▶ **How to complete this task**
Continue the passage on the limitations of the right-sided diverticulosis genetic study from the point where it stops.

▶ **Document extract**

This study has several limitations. The diagnosis of diverticulosis in this study was determined solely by colonoscopy. Therefore, technical issues could lead to missing cases of diverticulosis. To overcome this limitation, we included a control population of individuals who had negative findings in at least 2 complete colonoscopies after proper bowel cleansing. Second, no SNPs passed the Bonferroni correction criteria. As a result, we cannot conclusively describe the association between the novel SNPs and diverticulosis. To compensate for this limitation, we used a less strict P-value cutoff for SNPs that were aggregated within 200 kb. Additionally, we performed a joint analysis, consisting of a GWAS for the combined test and replication sets. One study has shown that jointly analyzing the data from test and replication sets results in increased power to detect genetic associations45. In the combined set, rs11799918, rs2473253, rs11066453 and rs2072134 exhibited P values of less than 5 × 10−5. The power of significance was stronger than that in the two-stage GWAS but still did not meet the Bonferroni correction criteria. This limitation should be addressed in future studies with larger sample sizes. Third, since the focus of this study was on right-sided diverticulosis in a Korean population, this study result may not apply to individuals of Western populations, who predominantly suffer from left-sided diverticulosis. However, the results of this study could explain the pathogenesis of right-sided diverticulosis in Mongolian people from many Asian countries including Japan, Korean, and China. Fourth, there can be several grades of right-sided diverticulosis, ranging from single to multiple diverticuli. However, we could not obtain statistical significance related to multiple right-sided diverticulosis (data not shown). This findings suggests that our study may not show statistical significant to clinically severe right-sided case. Since the sample size was not insufficient for multiplicity analysis, it should be performed in a larger population set.

▶ **Dataset excerpts**
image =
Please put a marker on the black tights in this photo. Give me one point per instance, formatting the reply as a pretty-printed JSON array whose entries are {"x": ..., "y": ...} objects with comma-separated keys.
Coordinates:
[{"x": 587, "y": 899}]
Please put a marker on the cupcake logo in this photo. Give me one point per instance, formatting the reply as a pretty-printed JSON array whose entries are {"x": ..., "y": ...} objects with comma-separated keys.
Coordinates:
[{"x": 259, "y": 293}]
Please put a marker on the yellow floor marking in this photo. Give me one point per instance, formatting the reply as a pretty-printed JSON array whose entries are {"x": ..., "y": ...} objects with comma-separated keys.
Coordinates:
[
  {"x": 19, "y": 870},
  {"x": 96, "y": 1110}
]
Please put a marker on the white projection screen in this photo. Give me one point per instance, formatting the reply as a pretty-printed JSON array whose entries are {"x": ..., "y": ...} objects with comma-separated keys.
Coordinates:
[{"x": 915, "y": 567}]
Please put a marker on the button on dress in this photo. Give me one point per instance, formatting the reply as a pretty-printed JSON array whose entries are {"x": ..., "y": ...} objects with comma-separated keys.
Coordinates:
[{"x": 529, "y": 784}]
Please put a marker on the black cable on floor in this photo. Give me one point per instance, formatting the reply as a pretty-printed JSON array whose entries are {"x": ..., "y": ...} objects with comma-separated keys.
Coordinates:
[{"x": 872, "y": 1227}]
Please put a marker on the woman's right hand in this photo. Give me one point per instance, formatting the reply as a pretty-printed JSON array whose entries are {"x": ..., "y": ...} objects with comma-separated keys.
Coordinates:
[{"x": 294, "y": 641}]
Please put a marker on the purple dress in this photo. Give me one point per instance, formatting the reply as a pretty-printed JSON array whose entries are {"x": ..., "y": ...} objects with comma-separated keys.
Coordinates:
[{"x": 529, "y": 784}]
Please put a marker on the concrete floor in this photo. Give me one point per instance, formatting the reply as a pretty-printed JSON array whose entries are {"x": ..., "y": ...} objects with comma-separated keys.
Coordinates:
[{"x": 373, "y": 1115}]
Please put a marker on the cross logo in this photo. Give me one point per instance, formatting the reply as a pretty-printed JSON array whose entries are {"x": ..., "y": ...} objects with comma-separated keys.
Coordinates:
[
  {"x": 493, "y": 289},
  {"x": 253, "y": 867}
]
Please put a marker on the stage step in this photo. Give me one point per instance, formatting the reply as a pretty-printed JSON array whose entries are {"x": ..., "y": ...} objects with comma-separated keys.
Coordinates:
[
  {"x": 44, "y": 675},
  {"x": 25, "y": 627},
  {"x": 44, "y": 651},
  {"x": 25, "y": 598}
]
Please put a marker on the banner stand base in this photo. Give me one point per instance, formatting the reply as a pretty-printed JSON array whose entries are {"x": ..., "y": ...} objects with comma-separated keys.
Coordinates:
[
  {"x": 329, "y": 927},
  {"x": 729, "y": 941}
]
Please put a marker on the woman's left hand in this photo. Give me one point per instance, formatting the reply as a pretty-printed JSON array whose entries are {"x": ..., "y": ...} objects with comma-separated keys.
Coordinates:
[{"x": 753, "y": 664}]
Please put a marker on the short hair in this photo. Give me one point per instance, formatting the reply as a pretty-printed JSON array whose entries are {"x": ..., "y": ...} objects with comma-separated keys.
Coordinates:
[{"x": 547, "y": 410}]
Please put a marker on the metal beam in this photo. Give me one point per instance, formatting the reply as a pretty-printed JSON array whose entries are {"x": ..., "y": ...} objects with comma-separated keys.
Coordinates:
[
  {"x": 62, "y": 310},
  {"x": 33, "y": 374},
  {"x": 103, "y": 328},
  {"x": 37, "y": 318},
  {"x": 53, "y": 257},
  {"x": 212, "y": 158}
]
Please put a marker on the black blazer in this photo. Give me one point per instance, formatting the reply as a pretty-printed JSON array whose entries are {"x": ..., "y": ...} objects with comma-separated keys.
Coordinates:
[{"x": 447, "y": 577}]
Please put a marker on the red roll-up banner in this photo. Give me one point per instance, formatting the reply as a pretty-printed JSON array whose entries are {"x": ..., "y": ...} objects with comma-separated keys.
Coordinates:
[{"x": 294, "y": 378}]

▶ **Output for this exercise**
In summary, we report the first GWAS of colonic diverticulosis and suggest possible candidate genes that might explain the pathophysiology of right-sided colonic diverticulosis. The genetic mechanism related to the WNT and OAS genes might be the underlying cause of the development of right-sided diverticulosis. Our findings could be the cornerstone for further genetic investigation of colonic diverticulosis and provide important information for the development of new treatment options and prevention strategies for diverticular disease. Since this study was limited to a relatively small number of individuals of Korean ethnicity, further studies are needed to replicate the results in a larger sample size.